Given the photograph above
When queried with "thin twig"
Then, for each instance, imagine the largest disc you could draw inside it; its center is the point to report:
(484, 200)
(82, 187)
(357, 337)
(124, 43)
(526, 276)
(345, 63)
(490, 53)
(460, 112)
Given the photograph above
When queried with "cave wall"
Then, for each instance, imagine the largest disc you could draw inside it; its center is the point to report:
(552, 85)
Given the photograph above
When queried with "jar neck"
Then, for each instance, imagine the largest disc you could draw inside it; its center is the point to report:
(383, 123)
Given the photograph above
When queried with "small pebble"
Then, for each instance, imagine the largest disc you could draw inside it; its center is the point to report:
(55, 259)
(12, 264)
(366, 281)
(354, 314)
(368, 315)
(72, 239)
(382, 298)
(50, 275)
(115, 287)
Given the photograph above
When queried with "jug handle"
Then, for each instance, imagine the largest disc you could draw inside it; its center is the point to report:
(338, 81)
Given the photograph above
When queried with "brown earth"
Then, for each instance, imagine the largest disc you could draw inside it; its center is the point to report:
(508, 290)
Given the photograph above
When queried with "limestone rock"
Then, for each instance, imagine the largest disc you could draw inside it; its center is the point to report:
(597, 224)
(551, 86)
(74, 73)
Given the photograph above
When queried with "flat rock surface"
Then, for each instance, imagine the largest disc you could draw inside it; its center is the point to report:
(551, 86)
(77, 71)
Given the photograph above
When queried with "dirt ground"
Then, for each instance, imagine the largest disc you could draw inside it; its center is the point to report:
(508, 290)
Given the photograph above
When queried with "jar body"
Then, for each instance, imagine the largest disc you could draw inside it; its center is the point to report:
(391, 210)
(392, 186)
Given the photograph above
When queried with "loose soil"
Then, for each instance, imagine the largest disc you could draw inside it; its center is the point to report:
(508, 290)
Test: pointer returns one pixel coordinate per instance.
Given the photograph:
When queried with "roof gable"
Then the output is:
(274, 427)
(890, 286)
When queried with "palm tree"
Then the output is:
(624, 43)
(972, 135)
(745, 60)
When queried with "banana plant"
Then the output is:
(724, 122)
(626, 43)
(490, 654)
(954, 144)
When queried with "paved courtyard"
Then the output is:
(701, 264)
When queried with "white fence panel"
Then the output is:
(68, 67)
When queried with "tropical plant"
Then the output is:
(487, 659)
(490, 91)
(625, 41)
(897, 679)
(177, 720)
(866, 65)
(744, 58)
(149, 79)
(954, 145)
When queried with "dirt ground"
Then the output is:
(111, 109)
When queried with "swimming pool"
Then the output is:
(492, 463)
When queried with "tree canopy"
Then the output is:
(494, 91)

========================================

▸ **EXERCISE TASK**:
Express the entire listing as a two-column CSV with the header input,output, one row for each set of coordinates: input holds the wording that introduces that set and output holds the coordinates themselves. Quote each field, and replace line breaks with spaces.

▸ **THE RESULT**:
input,output
"Given the photograph above When queried with ""thin twig"" Then, for each instance, imagine the largest disc you could draw inside it; its center is the point to report:","(484, 200) (82, 187) (357, 337) (124, 43) (526, 276) (345, 63) (490, 53) (460, 112)"
"Given the photograph above When queried with ""cave wall"" Then, for each instance, imagine the largest disc you could draw inside it; its center is the point to report:","(552, 85)"
"Given the photograph above When queried with ""jar neck"" Then, for each instance, imagine the largest disc you could draw inside it; its center is the point to report:","(383, 123)"
"Given the photograph above When queried with ""small pebble"" Then, for each instance, imagine the largest disc you could draw inside it; its center is the point to report:","(55, 259) (12, 264) (366, 281) (354, 314) (368, 315) (72, 239) (382, 298) (50, 275) (115, 287)"
"Given the photograph above When queried with ""jug handle"" Then, for each instance, imagine the largest disc you could draw inside it; its center is the point to report:","(338, 81)"
"Given the photograph above When queried with ""brown earth"" Then, for each instance, imagine the largest disc you could draw inside it; its center is the point to report:","(508, 290)"
"Given the photograph above When queried with ""limestone rock"" Then, for each instance, imagine the largest disc you could draw inside it; its center is the point to report:","(597, 224) (551, 86) (74, 73)"
"Given the photograph above When queried with ""flat rock surface"" Then, for each instance, imagine the largest disc you could draw inside it; its center is the point to report:","(551, 86) (77, 71)"
"Given the photograph above When queried with ""dirt ground"" Then, for each instance, imagine the largest disc you could draw inside it; its center is the point to report:","(508, 290)"
"Given the photograph above When queried with ""jar body"" Then, for each instance, imagine the largest disc you could draw inside it; its center is the point to report:","(391, 210) (392, 186)"
"Given the photograph above When queried with ""loose soil"" Then, for each instance, imagine the largest disc you could draw inside it; its center is the point to report:","(508, 290)"
"Test: pointer returns one pixel coordinate per instance. Given the photograph: When queried with ""roof gable"" Then the output is:","(274, 427) (890, 286)"
"When queried with ""palm tree"" Then the output is:","(624, 43) (972, 135) (745, 60)"
"When queried with ""banana plant"" Then the output is:","(724, 122) (626, 43) (490, 654) (954, 144)"
"When queried with ""paved courtyard"" Then the output is:","(701, 264)"
"When queried with ""white fence panel"" Then the output is:","(68, 67)"
"When queried with ""tropical plant"" Then the output is:","(487, 659) (490, 91) (625, 41) (897, 679) (177, 720) (866, 65) (744, 58) (149, 79) (954, 145)"
"When queried with ""dirt ground"" Then the output is:","(111, 109)"
"When queried with ""swimming pool"" Then the output is:","(492, 463)"
"When queried with ""tree canopy"" Then the output is:","(494, 91)"